Copy each line in the data that includes the word "hazy".

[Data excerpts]
<<<<
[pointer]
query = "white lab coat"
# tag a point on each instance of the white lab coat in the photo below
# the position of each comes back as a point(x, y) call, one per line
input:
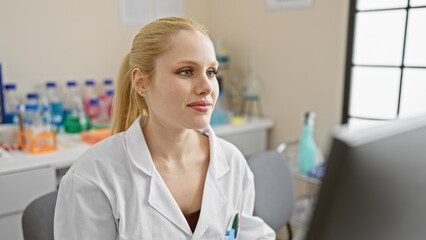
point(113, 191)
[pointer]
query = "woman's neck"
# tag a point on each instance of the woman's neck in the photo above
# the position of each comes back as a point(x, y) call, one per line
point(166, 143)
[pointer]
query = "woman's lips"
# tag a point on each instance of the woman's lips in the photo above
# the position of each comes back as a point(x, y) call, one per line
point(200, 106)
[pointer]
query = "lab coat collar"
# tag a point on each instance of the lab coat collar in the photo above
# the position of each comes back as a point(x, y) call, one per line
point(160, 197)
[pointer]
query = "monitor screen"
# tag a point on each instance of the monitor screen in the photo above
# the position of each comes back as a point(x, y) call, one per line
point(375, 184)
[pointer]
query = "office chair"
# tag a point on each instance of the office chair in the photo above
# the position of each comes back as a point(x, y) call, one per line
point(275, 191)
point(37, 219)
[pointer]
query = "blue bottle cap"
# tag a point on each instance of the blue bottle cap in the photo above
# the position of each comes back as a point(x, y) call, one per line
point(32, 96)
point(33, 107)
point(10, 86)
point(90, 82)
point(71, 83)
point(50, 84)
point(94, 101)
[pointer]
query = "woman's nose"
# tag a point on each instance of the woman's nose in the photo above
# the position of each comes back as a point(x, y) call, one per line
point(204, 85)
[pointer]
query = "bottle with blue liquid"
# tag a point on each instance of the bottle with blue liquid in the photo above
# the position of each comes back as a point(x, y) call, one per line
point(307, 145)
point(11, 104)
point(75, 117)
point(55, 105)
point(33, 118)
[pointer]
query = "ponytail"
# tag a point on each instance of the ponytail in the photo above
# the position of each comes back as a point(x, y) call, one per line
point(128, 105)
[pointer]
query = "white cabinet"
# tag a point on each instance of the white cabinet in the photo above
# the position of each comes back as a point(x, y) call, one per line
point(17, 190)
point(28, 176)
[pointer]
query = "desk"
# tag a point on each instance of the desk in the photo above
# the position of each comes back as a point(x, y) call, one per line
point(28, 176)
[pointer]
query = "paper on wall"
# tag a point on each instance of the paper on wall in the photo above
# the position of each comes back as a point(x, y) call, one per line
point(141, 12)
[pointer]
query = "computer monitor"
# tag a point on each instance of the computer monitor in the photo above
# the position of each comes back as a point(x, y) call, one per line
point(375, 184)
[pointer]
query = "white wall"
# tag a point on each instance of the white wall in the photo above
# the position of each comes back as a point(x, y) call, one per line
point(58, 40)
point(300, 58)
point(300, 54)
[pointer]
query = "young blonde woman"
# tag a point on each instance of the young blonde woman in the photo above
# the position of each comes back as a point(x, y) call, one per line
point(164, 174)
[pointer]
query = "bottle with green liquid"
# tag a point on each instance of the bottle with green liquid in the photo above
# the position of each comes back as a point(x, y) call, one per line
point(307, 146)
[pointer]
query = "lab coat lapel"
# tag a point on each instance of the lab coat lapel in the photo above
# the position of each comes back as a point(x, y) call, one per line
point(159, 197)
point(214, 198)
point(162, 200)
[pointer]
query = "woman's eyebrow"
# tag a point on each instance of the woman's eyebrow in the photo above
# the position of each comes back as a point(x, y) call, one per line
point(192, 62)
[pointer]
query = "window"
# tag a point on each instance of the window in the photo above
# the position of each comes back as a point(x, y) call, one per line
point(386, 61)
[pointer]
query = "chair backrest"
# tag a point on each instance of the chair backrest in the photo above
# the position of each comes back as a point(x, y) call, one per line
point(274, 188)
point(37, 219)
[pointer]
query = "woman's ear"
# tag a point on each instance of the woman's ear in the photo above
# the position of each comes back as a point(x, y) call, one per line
>>>>
<<<<
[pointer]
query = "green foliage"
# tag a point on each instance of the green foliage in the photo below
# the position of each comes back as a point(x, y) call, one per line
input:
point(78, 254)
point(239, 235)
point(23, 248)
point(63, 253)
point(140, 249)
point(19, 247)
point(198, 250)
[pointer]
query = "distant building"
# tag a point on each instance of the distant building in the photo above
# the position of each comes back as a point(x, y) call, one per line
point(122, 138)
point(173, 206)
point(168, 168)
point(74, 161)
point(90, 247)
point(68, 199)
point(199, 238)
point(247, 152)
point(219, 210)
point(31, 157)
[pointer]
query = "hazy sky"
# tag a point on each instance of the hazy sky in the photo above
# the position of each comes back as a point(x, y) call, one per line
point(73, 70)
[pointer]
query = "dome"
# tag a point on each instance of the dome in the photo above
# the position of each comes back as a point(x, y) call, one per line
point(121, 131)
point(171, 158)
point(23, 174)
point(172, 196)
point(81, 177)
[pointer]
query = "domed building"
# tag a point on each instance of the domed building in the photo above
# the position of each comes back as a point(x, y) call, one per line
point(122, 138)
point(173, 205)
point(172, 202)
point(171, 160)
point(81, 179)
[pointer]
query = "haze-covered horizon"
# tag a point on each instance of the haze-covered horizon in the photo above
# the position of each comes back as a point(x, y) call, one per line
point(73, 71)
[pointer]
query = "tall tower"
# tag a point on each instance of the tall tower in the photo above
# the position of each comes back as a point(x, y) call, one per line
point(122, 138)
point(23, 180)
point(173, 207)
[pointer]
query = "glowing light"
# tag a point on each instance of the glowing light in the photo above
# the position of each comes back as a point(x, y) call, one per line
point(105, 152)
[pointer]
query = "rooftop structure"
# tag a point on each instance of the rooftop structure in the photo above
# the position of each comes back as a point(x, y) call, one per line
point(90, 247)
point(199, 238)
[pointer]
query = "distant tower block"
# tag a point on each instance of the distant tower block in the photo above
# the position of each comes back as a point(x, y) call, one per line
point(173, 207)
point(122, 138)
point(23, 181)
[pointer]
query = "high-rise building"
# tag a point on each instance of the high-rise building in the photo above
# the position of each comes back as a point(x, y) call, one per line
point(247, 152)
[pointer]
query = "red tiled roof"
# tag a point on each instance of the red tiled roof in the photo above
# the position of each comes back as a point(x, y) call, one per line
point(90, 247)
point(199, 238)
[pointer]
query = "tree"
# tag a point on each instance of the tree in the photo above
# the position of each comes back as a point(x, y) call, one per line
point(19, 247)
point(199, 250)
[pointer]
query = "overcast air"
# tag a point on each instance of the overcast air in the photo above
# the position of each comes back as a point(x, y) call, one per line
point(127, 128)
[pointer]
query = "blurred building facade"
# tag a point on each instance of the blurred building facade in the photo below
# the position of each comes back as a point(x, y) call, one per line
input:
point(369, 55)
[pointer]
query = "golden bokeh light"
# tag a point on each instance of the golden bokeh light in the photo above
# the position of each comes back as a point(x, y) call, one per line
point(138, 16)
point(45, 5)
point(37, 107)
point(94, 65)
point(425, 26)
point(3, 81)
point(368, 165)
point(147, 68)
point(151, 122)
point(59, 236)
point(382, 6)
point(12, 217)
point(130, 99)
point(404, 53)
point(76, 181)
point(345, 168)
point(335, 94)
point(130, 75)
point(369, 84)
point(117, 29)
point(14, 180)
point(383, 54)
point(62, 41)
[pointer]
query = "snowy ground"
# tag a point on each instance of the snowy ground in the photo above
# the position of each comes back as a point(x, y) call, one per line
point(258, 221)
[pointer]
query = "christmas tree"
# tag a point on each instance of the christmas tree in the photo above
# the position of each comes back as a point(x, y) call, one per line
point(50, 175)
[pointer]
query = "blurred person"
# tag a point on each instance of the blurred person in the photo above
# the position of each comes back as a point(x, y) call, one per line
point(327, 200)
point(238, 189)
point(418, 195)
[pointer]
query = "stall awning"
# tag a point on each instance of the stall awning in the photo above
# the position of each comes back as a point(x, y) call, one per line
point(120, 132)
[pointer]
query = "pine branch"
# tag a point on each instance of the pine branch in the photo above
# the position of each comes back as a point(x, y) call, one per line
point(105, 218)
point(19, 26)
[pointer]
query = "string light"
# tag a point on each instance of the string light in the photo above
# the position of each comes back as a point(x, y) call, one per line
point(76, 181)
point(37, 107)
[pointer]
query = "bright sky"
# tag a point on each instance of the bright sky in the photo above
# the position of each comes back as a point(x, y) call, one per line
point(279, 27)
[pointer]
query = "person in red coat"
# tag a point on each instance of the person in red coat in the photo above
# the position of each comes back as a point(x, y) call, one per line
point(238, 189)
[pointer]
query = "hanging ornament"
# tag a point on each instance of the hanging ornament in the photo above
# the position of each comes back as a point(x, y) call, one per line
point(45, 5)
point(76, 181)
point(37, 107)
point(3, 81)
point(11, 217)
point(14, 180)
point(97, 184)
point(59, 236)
>>>>
[Final answer]
query = "hazy sky"
# tag a point on each instance of the hazy sky in the photo above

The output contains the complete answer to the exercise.